Exercise requirements >> Reproduce everything from the line containing "Please segment every instance of the upper" down to the line containing "[[[481,210],[485,211],[485,200],[447,199],[446,208],[454,210]]]", swapping "kitchen" for "galley" and leaving all else unchanged. Return only those lines.

╭─ Information supplied

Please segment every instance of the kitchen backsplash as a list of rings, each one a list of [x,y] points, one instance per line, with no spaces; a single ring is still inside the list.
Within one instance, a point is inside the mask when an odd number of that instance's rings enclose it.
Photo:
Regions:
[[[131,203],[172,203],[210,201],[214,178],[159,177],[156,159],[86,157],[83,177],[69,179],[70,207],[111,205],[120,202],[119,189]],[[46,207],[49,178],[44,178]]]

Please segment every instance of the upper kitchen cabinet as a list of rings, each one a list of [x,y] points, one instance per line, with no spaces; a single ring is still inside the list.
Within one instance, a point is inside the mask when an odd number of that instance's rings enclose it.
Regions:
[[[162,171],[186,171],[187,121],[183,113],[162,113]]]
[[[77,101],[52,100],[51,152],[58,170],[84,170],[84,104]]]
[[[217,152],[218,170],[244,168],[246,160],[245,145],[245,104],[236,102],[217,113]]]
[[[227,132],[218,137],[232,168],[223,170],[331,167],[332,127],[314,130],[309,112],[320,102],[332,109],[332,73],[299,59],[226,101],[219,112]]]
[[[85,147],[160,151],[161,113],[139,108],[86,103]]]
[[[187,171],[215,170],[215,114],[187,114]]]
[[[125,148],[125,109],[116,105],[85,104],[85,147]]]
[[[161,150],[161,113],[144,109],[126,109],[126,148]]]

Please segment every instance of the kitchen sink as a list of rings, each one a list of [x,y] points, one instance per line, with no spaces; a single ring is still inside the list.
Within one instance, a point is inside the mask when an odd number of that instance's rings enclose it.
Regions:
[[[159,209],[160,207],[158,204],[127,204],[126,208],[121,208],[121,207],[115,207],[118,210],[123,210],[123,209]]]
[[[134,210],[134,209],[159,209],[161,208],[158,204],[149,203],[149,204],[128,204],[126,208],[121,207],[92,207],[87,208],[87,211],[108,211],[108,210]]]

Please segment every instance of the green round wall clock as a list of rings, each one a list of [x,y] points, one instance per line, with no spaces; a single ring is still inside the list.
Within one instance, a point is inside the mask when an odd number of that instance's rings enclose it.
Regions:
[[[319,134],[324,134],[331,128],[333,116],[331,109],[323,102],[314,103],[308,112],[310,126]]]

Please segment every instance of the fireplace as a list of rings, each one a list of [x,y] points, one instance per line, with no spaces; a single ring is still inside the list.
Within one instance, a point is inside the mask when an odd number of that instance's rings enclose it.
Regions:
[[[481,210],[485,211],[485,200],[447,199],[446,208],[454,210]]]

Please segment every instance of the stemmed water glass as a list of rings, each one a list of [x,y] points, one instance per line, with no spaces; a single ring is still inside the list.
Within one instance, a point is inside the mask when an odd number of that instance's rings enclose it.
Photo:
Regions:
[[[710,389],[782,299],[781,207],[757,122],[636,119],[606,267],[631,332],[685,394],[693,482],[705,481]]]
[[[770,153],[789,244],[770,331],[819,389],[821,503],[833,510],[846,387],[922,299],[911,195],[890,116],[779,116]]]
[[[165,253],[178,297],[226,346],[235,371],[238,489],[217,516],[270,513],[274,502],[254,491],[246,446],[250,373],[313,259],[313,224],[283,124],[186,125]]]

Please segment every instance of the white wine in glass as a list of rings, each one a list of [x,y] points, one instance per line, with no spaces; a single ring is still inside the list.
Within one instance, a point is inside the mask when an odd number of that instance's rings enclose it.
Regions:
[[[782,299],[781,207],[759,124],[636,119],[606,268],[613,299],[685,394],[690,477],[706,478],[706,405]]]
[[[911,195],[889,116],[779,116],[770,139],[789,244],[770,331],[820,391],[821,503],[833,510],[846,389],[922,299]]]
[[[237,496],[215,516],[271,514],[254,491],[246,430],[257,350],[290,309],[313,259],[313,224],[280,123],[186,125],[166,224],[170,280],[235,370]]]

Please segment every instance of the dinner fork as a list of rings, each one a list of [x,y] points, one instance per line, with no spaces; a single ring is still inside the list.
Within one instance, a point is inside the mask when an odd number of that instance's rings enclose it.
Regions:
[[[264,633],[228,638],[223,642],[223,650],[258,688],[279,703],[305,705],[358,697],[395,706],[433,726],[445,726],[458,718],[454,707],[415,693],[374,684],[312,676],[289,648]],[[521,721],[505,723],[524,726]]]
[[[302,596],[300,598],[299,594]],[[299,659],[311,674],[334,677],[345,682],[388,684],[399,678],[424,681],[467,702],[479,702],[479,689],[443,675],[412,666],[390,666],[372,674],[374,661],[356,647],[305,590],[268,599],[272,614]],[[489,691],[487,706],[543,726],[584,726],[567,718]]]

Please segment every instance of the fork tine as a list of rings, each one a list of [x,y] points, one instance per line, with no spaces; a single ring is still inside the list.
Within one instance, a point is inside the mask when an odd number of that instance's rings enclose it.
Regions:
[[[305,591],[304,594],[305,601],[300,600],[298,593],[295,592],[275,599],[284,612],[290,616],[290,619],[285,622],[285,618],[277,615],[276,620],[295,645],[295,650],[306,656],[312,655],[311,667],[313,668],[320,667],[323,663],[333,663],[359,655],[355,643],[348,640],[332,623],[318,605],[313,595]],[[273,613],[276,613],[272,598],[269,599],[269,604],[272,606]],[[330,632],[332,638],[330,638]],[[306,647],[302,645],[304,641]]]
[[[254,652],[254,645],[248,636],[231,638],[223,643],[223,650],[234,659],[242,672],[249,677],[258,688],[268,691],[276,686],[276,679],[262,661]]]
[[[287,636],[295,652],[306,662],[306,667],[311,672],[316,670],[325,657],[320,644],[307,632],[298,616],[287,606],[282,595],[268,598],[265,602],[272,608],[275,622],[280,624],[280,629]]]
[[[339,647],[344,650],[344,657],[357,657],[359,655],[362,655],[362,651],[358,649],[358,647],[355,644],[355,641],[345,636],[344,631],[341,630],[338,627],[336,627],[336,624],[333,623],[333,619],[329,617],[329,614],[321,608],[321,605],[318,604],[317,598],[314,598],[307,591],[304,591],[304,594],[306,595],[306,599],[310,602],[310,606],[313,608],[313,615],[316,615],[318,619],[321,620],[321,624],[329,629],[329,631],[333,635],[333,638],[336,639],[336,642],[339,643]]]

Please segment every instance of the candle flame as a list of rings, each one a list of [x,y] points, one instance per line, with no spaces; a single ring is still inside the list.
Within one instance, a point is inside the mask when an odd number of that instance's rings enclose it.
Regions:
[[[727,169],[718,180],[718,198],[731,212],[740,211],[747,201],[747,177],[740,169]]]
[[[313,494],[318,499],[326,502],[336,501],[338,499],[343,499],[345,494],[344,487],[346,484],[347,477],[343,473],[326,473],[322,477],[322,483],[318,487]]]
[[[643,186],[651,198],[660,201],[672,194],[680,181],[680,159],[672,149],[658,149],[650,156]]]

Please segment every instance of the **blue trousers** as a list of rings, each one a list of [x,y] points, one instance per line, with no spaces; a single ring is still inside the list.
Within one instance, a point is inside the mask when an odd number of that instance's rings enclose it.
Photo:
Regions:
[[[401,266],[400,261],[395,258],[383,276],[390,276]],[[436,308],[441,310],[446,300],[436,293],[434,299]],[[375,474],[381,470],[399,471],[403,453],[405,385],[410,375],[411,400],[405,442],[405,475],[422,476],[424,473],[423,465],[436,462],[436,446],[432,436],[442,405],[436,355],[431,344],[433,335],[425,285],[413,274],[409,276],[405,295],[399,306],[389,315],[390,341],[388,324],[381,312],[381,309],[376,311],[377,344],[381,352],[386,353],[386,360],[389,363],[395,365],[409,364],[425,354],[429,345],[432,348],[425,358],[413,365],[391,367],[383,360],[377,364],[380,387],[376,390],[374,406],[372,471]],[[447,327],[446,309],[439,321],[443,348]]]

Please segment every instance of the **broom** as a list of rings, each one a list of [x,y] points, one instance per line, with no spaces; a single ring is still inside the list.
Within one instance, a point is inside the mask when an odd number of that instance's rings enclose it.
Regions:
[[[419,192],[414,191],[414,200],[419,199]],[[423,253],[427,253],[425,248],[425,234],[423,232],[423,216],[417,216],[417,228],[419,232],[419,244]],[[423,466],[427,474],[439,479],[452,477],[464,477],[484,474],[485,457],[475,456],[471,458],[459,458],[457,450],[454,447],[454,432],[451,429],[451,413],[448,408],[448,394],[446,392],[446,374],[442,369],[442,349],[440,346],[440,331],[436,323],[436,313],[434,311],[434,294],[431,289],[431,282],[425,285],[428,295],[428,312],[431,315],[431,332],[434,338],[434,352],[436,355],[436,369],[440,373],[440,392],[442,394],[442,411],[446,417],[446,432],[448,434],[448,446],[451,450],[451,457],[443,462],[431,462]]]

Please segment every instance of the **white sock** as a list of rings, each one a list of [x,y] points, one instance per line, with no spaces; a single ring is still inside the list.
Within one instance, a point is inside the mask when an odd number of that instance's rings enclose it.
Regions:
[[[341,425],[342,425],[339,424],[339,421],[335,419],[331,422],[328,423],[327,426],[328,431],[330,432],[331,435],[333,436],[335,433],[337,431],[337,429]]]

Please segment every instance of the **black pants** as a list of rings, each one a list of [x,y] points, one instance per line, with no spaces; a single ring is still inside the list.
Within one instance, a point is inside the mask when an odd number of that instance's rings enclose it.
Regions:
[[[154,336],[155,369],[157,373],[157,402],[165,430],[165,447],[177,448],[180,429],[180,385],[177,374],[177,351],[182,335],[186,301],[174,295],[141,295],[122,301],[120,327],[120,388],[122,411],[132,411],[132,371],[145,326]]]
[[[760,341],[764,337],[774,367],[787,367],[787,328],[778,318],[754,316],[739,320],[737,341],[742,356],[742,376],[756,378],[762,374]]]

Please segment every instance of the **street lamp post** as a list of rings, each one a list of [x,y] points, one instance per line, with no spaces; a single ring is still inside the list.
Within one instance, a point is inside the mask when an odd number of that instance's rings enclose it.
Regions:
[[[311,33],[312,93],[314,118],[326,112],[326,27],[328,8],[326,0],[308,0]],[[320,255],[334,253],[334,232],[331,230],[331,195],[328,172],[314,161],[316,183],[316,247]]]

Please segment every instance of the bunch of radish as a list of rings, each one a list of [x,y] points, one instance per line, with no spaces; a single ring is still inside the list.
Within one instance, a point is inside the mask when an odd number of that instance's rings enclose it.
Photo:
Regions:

╰─

Complete response >>
Please segment every instance of the upper galley cabinet as a list of rings, each one a list of [x,y] points, one instance per line, with no spaces; a single ring is still inside the list.
Within one instance, a point is inside the mask when an odd number of that instance's rings enclose it.
Regions:
[[[162,171],[186,171],[187,121],[183,113],[162,113]]]
[[[77,101],[52,100],[51,152],[58,170],[84,170],[84,104]]]
[[[217,152],[218,170],[244,168],[246,160],[245,145],[245,104],[236,102],[217,113]]]
[[[227,132],[218,137],[232,168],[223,170],[331,167],[332,127],[314,130],[309,112],[320,102],[332,109],[332,73],[299,59],[226,101],[219,112]]]
[[[85,147],[160,151],[161,113],[139,108],[86,103]]]
[[[187,171],[215,170],[215,114],[187,114]]]
[[[125,148],[125,109],[116,105],[85,104],[85,147]]]
[[[161,150],[161,113],[144,109],[126,109],[126,148]]]

Please segment every instance of the galley sink as a list of rings, each one a list of [x,y] points, one instance per line, with no spaces; a single ring is still inside the list.
Within one instance, a point is inside the mask when an odd number of that instance's rings enclose it.
Regions:
[[[159,209],[160,207],[158,204],[127,204],[126,208],[121,208],[121,207],[115,207],[118,210],[123,210],[123,209]]]
[[[134,210],[134,209],[159,209],[161,208],[158,204],[149,203],[149,204],[128,204],[126,208],[121,207],[92,207],[87,208],[87,211],[108,211],[108,210]]]

Please segment every instance of the green round wall clock as a list of rings, each one a list of [x,y] points, one instance per line, with no spaces; a single ring is still inside the list.
Within one instance, a point is inside the mask when an odd number of that instance's rings enclose it.
Regions:
[[[319,134],[324,134],[331,128],[333,116],[331,109],[323,102],[314,103],[308,112],[310,126]]]

Please segment every instance of the fireplace as a list of rings, each one a list of [x,y] points, one instance per line, with no spaces; a single ring is still inside the list.
Within one instance, a point is inside the mask when an odd number of that instance's rings enclose it.
Regions:
[[[481,210],[485,211],[485,200],[447,199],[446,208],[454,210]]]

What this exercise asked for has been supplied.